» **PASSAGE TO READ**
## START
- 0 Comments
I got an email the other day from Justin, our business development rep in Chicago. He was writing about a case we had been helping with for maybe a year now. It was an interesting matter but nothing out of the ordinary. I believe they have about 150,000 documents on the site.
Justin wrote to tell me that our client would be adding data to the site, also nothing out of the ordinary. But then he surprised me. “They expect to be adding another 28 million pages to the site,” he reported. That did get my attention.
“Did you mean 28,000 pages?” I wrote back, mostly just to kid him. “Perhaps that was a typo,” I continued.
“Nope,” he answered. “That was not a typo. Our partner says to expect another 28 million pages on the site.” I had to laugh when I thought about that volume. We have come a long way in this industry when 28 million pages isn’t all that unusual.
When Discovery Had No ‘E’ in Front
We started Catalyst in 2000, more than 10 years ago. At the time, there was no “e” in front of discovery. Digital mostly meant scanned images of the paper originals. Even the email that existed was printed out to paper and then scanned. I remember former partners of mine who would get a CD in production. The first thing they asked for was to print it out. Often we would stamp the pages and scan them back into the system.
I smile when I think about those days. Back then a “big case” had 30,000 documents in it. (Of course, some were bigger than that but plenty were smaller, as well.) When we were getting started, I took pride in the fact that we had a dedicated storage device called a Net Appliance Filer. It was an industrial-strength set of hard drives that were striped using the RAID 5 protocol. I confess to bragging about it because it really seemed special to me.
## END
» **MATERIAL PROVIDED**
## START
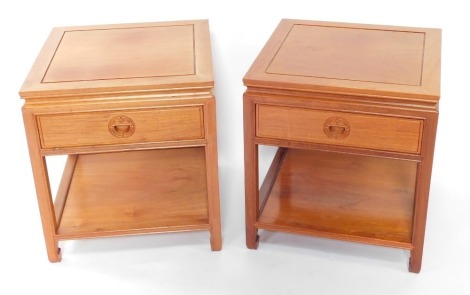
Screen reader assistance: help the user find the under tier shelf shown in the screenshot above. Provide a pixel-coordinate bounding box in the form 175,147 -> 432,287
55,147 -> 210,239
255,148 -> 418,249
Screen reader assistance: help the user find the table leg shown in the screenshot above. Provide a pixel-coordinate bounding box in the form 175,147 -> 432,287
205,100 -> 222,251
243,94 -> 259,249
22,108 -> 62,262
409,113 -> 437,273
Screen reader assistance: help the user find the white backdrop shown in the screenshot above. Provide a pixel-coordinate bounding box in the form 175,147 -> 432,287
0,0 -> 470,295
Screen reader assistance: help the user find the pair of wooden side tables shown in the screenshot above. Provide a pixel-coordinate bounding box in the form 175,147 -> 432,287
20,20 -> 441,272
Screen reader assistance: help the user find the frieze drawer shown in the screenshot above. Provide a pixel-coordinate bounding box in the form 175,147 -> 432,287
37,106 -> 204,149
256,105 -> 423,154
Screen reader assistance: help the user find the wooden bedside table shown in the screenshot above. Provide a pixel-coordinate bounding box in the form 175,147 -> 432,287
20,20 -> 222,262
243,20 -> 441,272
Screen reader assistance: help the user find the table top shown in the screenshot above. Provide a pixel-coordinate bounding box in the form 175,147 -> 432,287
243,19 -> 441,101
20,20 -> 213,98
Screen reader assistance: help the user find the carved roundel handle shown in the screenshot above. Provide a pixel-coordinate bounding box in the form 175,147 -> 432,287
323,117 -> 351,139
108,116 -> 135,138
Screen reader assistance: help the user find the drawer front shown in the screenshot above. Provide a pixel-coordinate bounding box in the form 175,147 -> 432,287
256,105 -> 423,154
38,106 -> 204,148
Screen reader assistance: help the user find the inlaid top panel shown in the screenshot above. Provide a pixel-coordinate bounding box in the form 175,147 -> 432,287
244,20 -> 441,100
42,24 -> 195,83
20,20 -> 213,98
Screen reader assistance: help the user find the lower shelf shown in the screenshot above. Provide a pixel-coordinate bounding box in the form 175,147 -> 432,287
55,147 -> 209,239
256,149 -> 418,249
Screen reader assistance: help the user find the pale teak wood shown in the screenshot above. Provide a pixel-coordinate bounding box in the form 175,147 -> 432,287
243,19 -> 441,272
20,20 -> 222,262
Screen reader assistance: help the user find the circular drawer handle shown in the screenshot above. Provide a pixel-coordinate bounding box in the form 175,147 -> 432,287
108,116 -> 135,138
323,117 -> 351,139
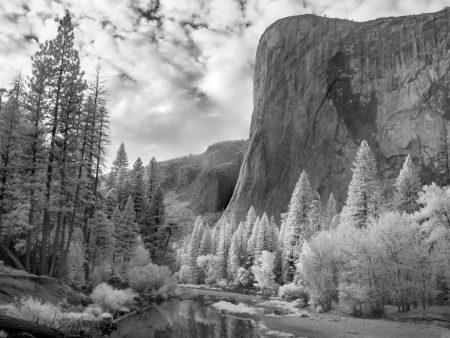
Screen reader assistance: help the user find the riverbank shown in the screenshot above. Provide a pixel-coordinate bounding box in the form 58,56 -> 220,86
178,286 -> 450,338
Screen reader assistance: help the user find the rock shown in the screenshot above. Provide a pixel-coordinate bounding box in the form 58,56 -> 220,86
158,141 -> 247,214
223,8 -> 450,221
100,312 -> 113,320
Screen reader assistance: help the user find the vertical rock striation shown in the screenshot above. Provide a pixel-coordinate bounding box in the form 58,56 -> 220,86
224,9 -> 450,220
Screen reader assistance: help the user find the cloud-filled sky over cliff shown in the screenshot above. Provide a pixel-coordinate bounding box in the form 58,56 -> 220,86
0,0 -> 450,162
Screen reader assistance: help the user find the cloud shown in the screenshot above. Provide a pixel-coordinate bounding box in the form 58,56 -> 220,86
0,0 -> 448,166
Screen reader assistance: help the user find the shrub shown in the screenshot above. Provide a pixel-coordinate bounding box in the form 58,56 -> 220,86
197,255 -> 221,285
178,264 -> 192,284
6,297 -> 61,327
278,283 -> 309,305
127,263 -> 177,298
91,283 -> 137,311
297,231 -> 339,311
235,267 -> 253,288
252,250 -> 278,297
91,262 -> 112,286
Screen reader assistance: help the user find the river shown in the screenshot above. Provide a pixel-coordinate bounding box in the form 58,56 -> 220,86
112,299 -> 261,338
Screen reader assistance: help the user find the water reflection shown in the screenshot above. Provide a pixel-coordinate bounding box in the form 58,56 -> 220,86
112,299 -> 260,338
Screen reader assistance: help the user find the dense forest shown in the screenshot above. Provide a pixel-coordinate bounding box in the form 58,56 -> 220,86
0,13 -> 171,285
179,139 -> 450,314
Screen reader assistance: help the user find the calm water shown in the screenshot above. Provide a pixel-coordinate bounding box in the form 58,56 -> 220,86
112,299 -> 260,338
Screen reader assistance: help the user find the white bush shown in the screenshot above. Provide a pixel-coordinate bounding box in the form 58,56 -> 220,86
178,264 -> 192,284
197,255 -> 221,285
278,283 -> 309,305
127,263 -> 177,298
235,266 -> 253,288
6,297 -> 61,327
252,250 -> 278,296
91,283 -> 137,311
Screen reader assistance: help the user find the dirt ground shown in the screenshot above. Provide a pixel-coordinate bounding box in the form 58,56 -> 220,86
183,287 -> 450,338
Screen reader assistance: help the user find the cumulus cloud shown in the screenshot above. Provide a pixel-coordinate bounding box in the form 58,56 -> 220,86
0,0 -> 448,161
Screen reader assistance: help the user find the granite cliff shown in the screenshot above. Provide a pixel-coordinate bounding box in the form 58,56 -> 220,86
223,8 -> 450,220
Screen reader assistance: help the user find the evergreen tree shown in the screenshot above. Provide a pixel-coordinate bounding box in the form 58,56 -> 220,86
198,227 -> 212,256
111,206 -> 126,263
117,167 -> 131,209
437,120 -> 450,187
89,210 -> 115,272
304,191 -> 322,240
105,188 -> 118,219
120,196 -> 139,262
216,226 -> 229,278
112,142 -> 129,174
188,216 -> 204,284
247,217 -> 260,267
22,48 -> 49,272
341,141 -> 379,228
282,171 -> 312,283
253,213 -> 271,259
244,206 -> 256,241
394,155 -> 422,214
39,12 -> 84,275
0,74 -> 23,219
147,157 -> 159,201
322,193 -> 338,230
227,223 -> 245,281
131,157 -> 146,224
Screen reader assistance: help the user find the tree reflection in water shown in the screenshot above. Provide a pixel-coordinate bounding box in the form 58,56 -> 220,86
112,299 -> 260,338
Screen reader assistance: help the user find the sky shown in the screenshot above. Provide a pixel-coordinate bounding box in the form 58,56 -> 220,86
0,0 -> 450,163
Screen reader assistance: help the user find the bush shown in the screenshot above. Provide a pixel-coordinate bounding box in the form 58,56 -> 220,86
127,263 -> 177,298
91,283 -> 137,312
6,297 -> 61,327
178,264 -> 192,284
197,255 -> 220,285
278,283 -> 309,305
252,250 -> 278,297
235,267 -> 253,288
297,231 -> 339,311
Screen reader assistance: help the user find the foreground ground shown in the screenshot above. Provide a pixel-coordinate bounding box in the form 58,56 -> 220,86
## END
» **REQUIRED ACTIONS**
**1)** In the passage about document volumes in discovery, why did the writer brag about the Net Appliance Filer? Answer in one to three sentences.
**2)** Decide whether each statement agrees with the passage about document volumes in discovery. Answer yes or no for each, and quote the words from the passage that decide it.
(a) Before the new data arrived, the client's site held about 150,000 documents.
(b) The figure of 28 million pages turned out to be a typo.
(c) In the early days, email was reviewed only on screen and never on paper.
The material placed after the passage stands apart from it.

» **EXPECTED ANSWERS**
**1)** The writer bragged about it because it really seemed special to the writer. It was a dedicated, industrial-strength set of hard drives striped using the RAID 5 protocol, and the writer took pride in having it.

**2)**
(a) Yes: "I believe they have about 150,000 documents on the site."
(b) No: "That was not a typo."
(c) No: "Even the email that existed was printed out to paper and then scanned."